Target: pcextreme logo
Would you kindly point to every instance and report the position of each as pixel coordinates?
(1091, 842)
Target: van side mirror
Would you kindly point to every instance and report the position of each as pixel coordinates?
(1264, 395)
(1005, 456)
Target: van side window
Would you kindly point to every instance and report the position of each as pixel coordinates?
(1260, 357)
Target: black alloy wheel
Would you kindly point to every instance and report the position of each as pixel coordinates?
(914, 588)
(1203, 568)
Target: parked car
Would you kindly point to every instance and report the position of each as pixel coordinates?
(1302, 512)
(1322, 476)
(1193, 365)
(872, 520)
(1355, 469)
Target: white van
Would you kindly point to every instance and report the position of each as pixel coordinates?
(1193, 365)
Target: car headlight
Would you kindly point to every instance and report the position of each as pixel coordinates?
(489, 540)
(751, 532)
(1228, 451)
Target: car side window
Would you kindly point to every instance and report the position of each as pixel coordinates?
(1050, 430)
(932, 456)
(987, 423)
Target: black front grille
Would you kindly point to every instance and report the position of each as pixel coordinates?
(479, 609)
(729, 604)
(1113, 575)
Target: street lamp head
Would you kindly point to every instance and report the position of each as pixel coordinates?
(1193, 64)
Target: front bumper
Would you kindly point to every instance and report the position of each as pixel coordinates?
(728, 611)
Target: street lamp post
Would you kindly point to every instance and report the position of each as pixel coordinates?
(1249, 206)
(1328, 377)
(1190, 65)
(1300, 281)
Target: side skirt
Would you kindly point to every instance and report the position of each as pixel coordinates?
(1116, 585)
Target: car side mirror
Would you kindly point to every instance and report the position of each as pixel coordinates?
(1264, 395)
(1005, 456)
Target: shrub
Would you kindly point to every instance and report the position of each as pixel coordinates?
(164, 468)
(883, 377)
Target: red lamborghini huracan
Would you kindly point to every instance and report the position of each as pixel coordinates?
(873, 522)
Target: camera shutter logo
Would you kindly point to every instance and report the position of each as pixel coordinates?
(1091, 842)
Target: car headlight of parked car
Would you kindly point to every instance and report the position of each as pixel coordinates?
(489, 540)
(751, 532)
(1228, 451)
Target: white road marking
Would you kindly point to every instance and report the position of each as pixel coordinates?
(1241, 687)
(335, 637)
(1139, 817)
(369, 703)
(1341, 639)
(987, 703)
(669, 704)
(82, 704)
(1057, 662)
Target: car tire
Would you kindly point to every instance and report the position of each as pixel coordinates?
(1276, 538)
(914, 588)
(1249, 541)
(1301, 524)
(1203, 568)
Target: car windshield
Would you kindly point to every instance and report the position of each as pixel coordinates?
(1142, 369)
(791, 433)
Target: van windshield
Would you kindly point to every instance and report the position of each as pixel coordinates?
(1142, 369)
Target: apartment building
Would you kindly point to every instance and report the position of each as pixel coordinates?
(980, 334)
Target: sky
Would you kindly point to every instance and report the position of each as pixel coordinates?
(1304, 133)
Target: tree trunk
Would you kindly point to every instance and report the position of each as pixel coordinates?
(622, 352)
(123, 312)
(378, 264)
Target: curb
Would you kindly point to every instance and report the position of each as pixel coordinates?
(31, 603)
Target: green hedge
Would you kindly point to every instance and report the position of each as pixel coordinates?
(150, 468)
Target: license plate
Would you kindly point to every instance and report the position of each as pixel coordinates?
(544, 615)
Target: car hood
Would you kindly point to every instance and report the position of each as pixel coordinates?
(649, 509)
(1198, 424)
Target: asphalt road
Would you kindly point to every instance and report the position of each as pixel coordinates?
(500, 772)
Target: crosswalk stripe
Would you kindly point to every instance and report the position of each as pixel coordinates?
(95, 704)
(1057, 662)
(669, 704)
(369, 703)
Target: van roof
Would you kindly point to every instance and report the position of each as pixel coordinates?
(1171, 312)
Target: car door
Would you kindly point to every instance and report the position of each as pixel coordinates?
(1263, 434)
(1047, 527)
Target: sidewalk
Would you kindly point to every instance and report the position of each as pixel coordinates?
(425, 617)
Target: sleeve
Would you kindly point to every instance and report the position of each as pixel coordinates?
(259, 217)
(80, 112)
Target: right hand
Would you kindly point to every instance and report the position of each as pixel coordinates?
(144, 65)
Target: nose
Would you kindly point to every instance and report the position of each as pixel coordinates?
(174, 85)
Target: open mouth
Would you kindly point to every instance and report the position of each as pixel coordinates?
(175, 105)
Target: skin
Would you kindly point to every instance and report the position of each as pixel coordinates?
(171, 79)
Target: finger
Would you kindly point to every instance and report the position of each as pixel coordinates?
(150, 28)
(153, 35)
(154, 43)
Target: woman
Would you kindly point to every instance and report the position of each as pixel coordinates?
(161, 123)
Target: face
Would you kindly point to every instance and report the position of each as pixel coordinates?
* * * * *
Task goal:
The listing above must be transcribed exactly, line by line.

Exercise solution:
Target: pcextreme logo
Would you kindly point to every instance and report the position of each as pixel coordinates?
(1091, 842)
Target: van side mirror
Would you kindly point to every instance and report the position of each as pixel coordinates?
(1264, 395)
(1005, 456)
Target: van side window
Would you kindly point to every instance and report the position of each as pixel coordinates?
(1260, 357)
Target: black alloy wheel
Would you kindly point to every instance and report the position of each as pixel coordinates?
(914, 588)
(1203, 568)
Target: parked car
Would you kindly point to every instance and report the position of each as pixel coordinates?
(1302, 512)
(1322, 476)
(1193, 365)
(872, 520)
(1355, 469)
Target: white van
Would you kindly point to every instance and report the position of each as pixel coordinates?
(1193, 365)
Target: car headlight
Would you kindly point to every instance and report the position of each as pixel coordinates?
(489, 540)
(751, 532)
(1228, 451)
Target: car side window
Would you kindly point to every instance and report the position of each as pixel coordinates?
(1050, 430)
(932, 456)
(987, 423)
Target: black front grille
Would you kindly point to every instance and report the position of each as pixel coordinates?
(479, 609)
(729, 604)
(1113, 575)
Target: street lamp head
Would you kindly point to every instance and report the position of each as pixel coordinates?
(1193, 64)
Target: front bumper
Would you kindly point to every instance and report the position of each as pixel coordinates?
(728, 611)
Target: street lamp post
Would you kindly point to every instance and report the position of each as pixel coordinates?
(1249, 206)
(1328, 377)
(1190, 65)
(1300, 281)
Target: side skirt
Would you kindly point to every instance and report the position of each as pixel coordinates?
(1116, 585)
Target: car side mirror
Would you kindly point to every instance and report the position of each as pixel coordinates?
(1264, 395)
(1005, 456)
Target: shrub
Would you kindly point to every instance and report the position of each as pixel coordinates?
(164, 468)
(883, 377)
Target: red lamborghini huracan
Would you kindly point to every instance and report the position of each as pixel coordinates?
(873, 522)
Target: camera shutter logo
Would you kindly point to every instance and report the position of each as pixel coordinates?
(1091, 842)
Target: car headlight of parked car
Would you kindly point to every instance and report the position of each as pixel coordinates?
(489, 540)
(751, 532)
(1228, 451)
Target: white road marking
Would you kindly point to every instance and report the position of each as pixel coordinates?
(1241, 687)
(335, 637)
(1139, 817)
(369, 703)
(1341, 639)
(987, 703)
(669, 704)
(82, 704)
(1057, 662)
Target: car tire
Would you kindly point to every instance and report the position of each as pixel coordinates?
(1276, 538)
(914, 588)
(1249, 541)
(1301, 524)
(1203, 568)
Target: car windshield
Would you kindly point to every instance and report the position of each as pixel coordinates?
(1142, 369)
(791, 433)
Target: van windshield
Would you kindly point to every instance and report the position of each as pixel coordinates?
(1142, 369)
Target: apartment building
Would you kindly point to every instance and report the position of each as pixel coordinates?
(980, 334)
Target: sky
Would you kindly point to every instance and report the position of each as pixel coordinates?
(1304, 133)
Target: tree trunk
Would you kindly point to every instance and report the position of each as pixel coordinates?
(622, 352)
(123, 312)
(378, 264)
Target: curb
Would you kindly point to every instance and report the position of each as pixel coordinates?
(31, 603)
Target: green hedge
Would you kindly point to every instance and report the position of each as pixel coordinates?
(150, 468)
Target: license plate
Would you kindly point to every instance and report the position of each as pixel coordinates?
(544, 615)
Target: car hood
Would you kindly point to every instance and report the position of each as pixel coordinates?
(649, 509)
(1198, 424)
Target: asphalt road
Would you kindly point to every instance and report the position of each as pixel coordinates?
(500, 772)
Target: crosswalk stripe
Would you kindly point to every instance and report the position of each as pixel coordinates?
(95, 704)
(1057, 662)
(669, 704)
(369, 703)
Target: van roof
Would you kindly point to every instance and report the position of each as pixel coordinates?
(1171, 312)
Target: car door
Would you kindly point to every instance and report the position of each as pixel coordinates?
(1263, 434)
(1047, 527)
Target: sidewalk
Would you kindly point to every instance and report the position of each as pixel coordinates?
(425, 617)
Target: sleeve
Would you kindly point to every instance and report the position of each as pixel coordinates?
(259, 217)
(80, 112)
Target: right hand
Would you kindly point to every instance and report the position of each as pixel coordinates?
(144, 65)
Target: nose
Would you kindly point to every instance and report the position of each as pixel coordinates?
(174, 85)
Target: open mouth
Would you kindly point to every instance and report the position of each as pixel coordinates?
(175, 105)
Target: skin
Would you kindly point to every instance and report the position of each as pixel coordinates?
(171, 79)
Target: finger
Would you kindly point to every instance and report the position of each as pixel coordinates?
(150, 28)
(153, 35)
(154, 43)
Target: woman
Would you kindly point to every instance and report the position of each as pixel coordinates?
(161, 123)
Target: face
Would you kindly point to every instance and report the position of each as pixel coordinates?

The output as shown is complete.